Task goal >>
Would you please restate all of the entries exactly, apart from the pictures?

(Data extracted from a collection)
====
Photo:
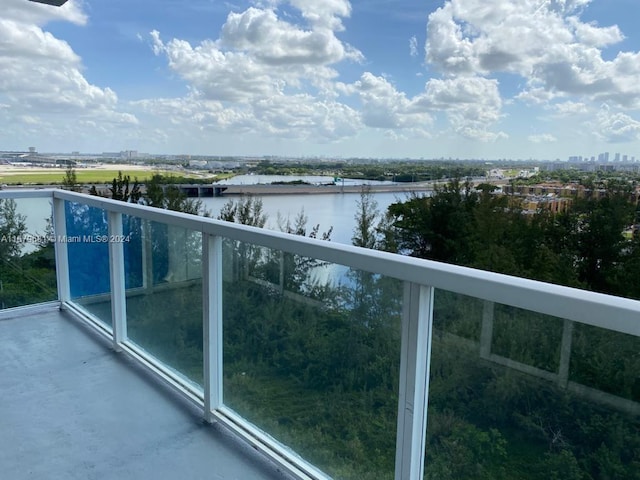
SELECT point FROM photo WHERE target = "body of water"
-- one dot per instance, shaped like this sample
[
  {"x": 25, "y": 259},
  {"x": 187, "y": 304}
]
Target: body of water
[
  {"x": 335, "y": 210},
  {"x": 327, "y": 210}
]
====
Output of the task >>
Photo:
SELECT point FROM photo WHERE target = "body of water"
-- one dot per instance, shaped like this sample
[
  {"x": 25, "y": 259},
  {"x": 187, "y": 304}
]
Target: body of water
[
  {"x": 335, "y": 210},
  {"x": 327, "y": 210}
]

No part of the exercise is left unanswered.